Texto de origem:
16/03/2018
O São Paulo está doente
Mais uma vez, o São Paulo demitiu um treinador. Mais um ano começa e o time perdeu alguns jogadores e contratou outros. Mais uma vez a perspectiva de títulos é diminuta. Tudo isso tem relação. Lei da causa e efeito. Ou da semeadura, para os mais religiosos: colhemos o que plantamos.
A troca constante de técnicos faz com que não existam conquistas, porque futebol é sequência, conjunto e entendimento de uma serie de comportamentos e princípios e sub-princípios de ataque, defesa e transições. Mas vamos voltar o nosso olhar para algo mais amplo e complexo. Toda essa falta de norte emerge da bagunça política e administrativa que o São Paulo Futebol Clube atravessa há uns bons anos. Desde o terceiro mandato de Juvenal Juvêncio, passando pela renúncia de Carlos Miguel Aidar e culminando agora com Leco.

Dados fornecidos:
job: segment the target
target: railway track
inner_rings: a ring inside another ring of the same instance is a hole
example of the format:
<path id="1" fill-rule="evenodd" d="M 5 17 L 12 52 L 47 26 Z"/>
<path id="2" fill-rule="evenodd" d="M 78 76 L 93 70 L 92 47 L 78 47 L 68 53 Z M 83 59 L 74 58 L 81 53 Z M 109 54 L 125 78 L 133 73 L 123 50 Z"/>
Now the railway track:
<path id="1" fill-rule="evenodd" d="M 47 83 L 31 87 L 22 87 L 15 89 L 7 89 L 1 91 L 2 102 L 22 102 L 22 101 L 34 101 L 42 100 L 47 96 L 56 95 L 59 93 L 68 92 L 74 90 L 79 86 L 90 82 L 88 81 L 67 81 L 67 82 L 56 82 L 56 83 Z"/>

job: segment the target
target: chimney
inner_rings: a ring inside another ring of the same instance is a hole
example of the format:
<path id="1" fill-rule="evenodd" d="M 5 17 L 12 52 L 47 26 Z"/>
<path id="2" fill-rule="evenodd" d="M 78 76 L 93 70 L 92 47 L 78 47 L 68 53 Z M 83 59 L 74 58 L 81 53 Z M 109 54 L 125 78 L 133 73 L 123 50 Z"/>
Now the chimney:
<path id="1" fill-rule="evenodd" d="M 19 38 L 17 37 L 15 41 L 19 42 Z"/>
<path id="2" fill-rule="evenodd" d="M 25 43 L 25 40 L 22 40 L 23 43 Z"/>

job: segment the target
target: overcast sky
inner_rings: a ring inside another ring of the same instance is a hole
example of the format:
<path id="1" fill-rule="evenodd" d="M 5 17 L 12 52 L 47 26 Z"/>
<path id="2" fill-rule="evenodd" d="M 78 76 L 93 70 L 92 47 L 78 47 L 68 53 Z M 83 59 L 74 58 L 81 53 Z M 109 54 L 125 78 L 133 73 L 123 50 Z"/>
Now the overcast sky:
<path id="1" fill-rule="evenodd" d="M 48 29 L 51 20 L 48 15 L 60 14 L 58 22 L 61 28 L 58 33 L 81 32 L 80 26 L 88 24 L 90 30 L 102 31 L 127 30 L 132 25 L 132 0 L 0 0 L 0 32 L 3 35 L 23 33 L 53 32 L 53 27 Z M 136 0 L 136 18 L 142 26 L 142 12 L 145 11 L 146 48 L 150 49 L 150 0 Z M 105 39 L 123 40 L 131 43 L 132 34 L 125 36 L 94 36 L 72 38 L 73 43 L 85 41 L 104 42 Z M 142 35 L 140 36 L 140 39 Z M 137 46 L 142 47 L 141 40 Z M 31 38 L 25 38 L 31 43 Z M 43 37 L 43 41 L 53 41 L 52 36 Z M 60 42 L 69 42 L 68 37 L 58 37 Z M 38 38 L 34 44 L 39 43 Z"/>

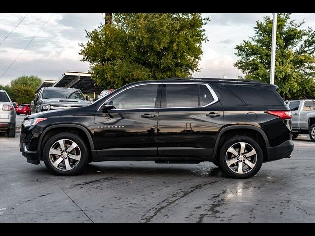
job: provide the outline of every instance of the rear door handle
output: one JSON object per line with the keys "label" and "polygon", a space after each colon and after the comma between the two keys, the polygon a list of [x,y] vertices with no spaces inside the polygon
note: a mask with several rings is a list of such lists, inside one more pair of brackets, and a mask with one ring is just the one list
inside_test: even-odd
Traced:
{"label": "rear door handle", "polygon": [[150,117],[154,117],[155,116],[156,116],[155,115],[148,114],[141,115],[141,117],[143,117],[144,118],[150,118]]}
{"label": "rear door handle", "polygon": [[220,113],[215,113],[214,112],[210,112],[206,115],[207,117],[219,117],[220,116]]}

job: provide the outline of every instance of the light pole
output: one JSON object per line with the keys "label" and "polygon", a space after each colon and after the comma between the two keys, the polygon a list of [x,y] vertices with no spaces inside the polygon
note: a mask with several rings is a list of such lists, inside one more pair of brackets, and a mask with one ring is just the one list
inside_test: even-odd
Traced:
{"label": "light pole", "polygon": [[275,59],[276,58],[276,35],[277,35],[277,13],[273,13],[271,41],[271,62],[270,63],[270,84],[275,84]]}

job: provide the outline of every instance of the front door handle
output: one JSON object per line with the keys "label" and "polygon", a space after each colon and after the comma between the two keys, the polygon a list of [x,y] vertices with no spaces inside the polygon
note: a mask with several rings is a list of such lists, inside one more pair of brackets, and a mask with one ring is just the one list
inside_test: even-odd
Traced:
{"label": "front door handle", "polygon": [[219,117],[220,116],[220,113],[215,113],[214,112],[210,112],[206,115],[207,117]]}
{"label": "front door handle", "polygon": [[155,116],[156,116],[155,115],[152,115],[152,114],[148,114],[141,115],[141,117],[143,117],[144,118],[150,118],[151,117],[154,117]]}

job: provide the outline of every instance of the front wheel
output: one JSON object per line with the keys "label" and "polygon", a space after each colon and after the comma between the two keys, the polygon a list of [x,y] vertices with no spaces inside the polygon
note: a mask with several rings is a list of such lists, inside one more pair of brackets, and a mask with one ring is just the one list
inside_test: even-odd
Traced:
{"label": "front wheel", "polygon": [[88,152],[79,136],[64,132],[48,140],[44,146],[43,159],[46,167],[52,172],[71,176],[83,170],[88,162]]}
{"label": "front wheel", "polygon": [[221,168],[230,177],[247,178],[255,175],[263,161],[259,145],[246,136],[235,136],[221,148],[219,161]]}
{"label": "front wheel", "polygon": [[313,124],[309,130],[311,141],[315,142],[315,124]]}

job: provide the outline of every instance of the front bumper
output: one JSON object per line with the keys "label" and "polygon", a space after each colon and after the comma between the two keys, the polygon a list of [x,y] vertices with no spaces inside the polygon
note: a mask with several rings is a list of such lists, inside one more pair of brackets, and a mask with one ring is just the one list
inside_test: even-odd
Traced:
{"label": "front bumper", "polygon": [[287,140],[275,147],[267,148],[267,160],[265,162],[283,158],[289,158],[294,148],[292,140]]}

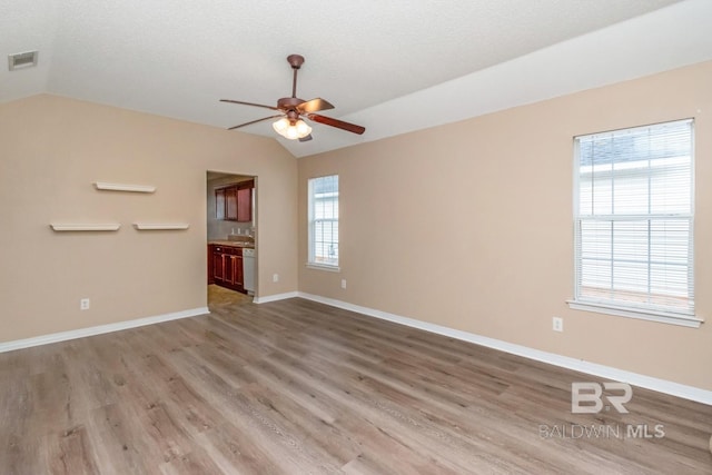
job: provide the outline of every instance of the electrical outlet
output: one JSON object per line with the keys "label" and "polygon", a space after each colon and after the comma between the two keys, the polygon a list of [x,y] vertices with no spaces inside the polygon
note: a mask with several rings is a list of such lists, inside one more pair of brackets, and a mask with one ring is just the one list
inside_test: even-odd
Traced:
{"label": "electrical outlet", "polygon": [[552,329],[554,331],[563,331],[564,330],[564,319],[562,317],[554,317],[552,319]]}

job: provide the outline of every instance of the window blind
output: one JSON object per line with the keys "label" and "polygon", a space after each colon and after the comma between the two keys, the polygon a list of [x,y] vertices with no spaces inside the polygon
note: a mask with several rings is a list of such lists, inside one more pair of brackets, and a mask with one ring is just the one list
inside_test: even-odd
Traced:
{"label": "window blind", "polygon": [[692,120],[575,138],[575,299],[694,315]]}
{"label": "window blind", "polygon": [[338,266],[338,175],[309,179],[309,264]]}

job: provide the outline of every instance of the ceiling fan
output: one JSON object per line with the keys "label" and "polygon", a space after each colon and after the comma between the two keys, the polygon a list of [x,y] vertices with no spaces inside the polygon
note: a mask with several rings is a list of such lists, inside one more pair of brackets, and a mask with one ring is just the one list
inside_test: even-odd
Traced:
{"label": "ceiling fan", "polygon": [[289,66],[291,66],[291,69],[294,70],[294,78],[291,80],[291,97],[283,97],[281,99],[279,99],[277,101],[277,107],[255,102],[245,102],[241,100],[220,99],[221,102],[261,107],[264,109],[279,111],[279,113],[240,123],[239,126],[230,127],[228,130],[239,129],[240,127],[251,126],[253,123],[261,122],[264,120],[279,118],[279,120],[273,123],[273,128],[277,133],[290,140],[299,139],[299,141],[308,141],[312,140],[312,127],[309,127],[304,120],[301,120],[301,118],[306,118],[314,122],[336,127],[338,129],[346,130],[353,133],[364,133],[366,129],[362,126],[344,122],[343,120],[337,120],[316,113],[320,112],[322,110],[334,109],[334,106],[332,106],[327,100],[324,100],[322,98],[312,100],[299,99],[297,97],[297,71],[299,70],[301,65],[304,65],[304,57],[299,55],[289,55],[287,57],[287,62],[289,62]]}

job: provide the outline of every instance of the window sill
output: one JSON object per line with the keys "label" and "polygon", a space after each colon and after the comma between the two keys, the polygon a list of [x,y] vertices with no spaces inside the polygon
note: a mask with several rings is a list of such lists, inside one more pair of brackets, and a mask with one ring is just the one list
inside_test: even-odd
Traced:
{"label": "window sill", "polygon": [[326,270],[327,273],[342,271],[342,268],[338,266],[329,266],[328,264],[314,264],[314,263],[307,263],[307,269]]}
{"label": "window sill", "polygon": [[603,304],[583,303],[575,300],[566,300],[568,308],[574,310],[594,311],[596,314],[615,315],[619,317],[637,318],[640,320],[657,321],[661,324],[678,325],[689,328],[700,328],[704,323],[703,319],[695,316],[684,316],[666,313],[654,313],[644,310],[633,310],[624,307],[613,307]]}

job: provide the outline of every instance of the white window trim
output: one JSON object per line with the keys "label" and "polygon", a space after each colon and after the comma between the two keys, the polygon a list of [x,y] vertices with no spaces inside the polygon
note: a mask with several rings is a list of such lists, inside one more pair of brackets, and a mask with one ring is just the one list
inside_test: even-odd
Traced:
{"label": "white window trim", "polygon": [[[690,120],[692,122],[694,122],[694,119],[682,119],[682,120]],[[672,121],[671,121],[672,122]],[[695,160],[694,160],[694,144],[695,144],[695,135],[694,135],[694,128],[691,131],[692,133],[692,196],[695,196],[695,174],[694,174],[694,169],[695,169]],[[578,159],[578,146],[576,142],[576,138],[574,137],[574,158],[577,160]],[[573,204],[574,204],[574,226],[576,225],[576,218],[577,218],[577,192],[578,192],[578,178],[580,178],[580,171],[577,167],[574,167],[574,188],[573,188]],[[692,229],[691,232],[694,232],[694,207],[695,207],[695,201],[694,198],[692,200],[692,208],[691,208],[691,216],[693,217],[692,219]],[[575,230],[574,230],[575,232]],[[574,243],[574,247],[575,247],[575,243]],[[692,259],[694,263],[694,241],[692,244],[692,249],[690,250],[692,254]],[[574,255],[574,266],[576,265],[576,259],[578,259],[577,255]],[[573,287],[574,289],[577,288],[578,285],[578,276],[576,275],[576,273],[574,271],[574,281],[573,281]],[[577,290],[576,290],[577,291]],[[652,309],[637,309],[635,307],[629,307],[629,306],[616,306],[614,304],[609,304],[609,303],[596,303],[596,301],[592,301],[592,300],[585,300],[585,299],[578,299],[576,300],[576,298],[573,298],[571,300],[566,300],[566,304],[568,305],[568,308],[573,309],[573,310],[583,310],[583,311],[592,311],[592,313],[596,313],[596,314],[604,314],[604,315],[614,315],[614,316],[619,316],[619,317],[626,317],[626,318],[635,318],[635,319],[641,319],[641,320],[647,320],[647,321],[656,321],[656,323],[662,323],[662,324],[670,324],[670,325],[678,325],[678,326],[683,326],[683,327],[689,327],[689,328],[700,328],[700,326],[704,323],[703,318],[700,318],[696,315],[685,315],[685,314],[675,314],[675,313],[668,313],[668,311],[656,311],[656,310],[652,310]]]}
{"label": "white window trim", "polygon": [[[324,175],[323,177],[330,177],[330,176],[336,176],[338,177],[338,174],[333,174],[333,175]],[[312,209],[312,180],[316,179],[316,178],[323,178],[323,177],[312,177],[307,180],[307,263],[306,263],[306,268],[308,269],[314,269],[314,270],[326,270],[326,271],[330,271],[330,273],[340,273],[342,268],[339,267],[339,264],[325,264],[325,263],[316,263],[314,261],[314,226],[312,226],[313,221],[314,221],[314,216],[313,212],[314,210]],[[342,206],[342,202],[339,200],[339,207]],[[340,240],[340,236],[339,236],[339,240]],[[340,261],[340,258],[339,258]]]}
{"label": "white window trim", "polygon": [[630,307],[617,307],[610,304],[594,304],[581,300],[566,300],[568,308],[573,310],[593,311],[595,314],[615,315],[617,317],[636,318],[639,320],[657,321],[661,324],[678,325],[681,327],[700,328],[704,323],[702,318],[696,316],[670,314],[653,310],[633,310]]}

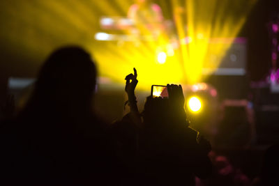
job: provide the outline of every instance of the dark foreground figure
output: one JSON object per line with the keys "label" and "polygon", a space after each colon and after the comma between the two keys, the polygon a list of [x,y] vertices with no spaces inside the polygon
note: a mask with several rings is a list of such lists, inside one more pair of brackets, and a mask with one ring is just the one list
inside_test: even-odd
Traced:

Instruções a seguir: Dê sequência ao texto sobre a crise do São Paulo, começando logo após a última frase apresentada.

Resultado da tarefa:
Tenho a plena convicção que o resultado dentro de campo é reflexo de tudo o que acontece nas relações entre todos os setores do clube. Do porteiro ao presidente, passando pelos jogadores e pelo técnico. Todos tem a sua parcela nas conquistas e nos fracassos. Uma má administração dificultará muito o processo de formação de uma equipe vencedora.
O São Paulo ganhou um título nos últimos dez anos. Inúmeros treinadores passaram pelo clube nesse tempo e nenhum teve sucesso. Claro que podemos apontar falhas em cada um dos profissionais que estiveram liderando o trabalho de campo. Porém não é possível afirmar que eles são os problemas e que o clube é que é a vítima. Há algo errado na estrutura, no arcaico jeito de fazer e planejar. O que funcionava há dez anos hoje já ficou superado.
Com a atual visão de futebol dos seus cardeais, o Tricolor só será o primeiro dentre os grandes na letra de seu hino.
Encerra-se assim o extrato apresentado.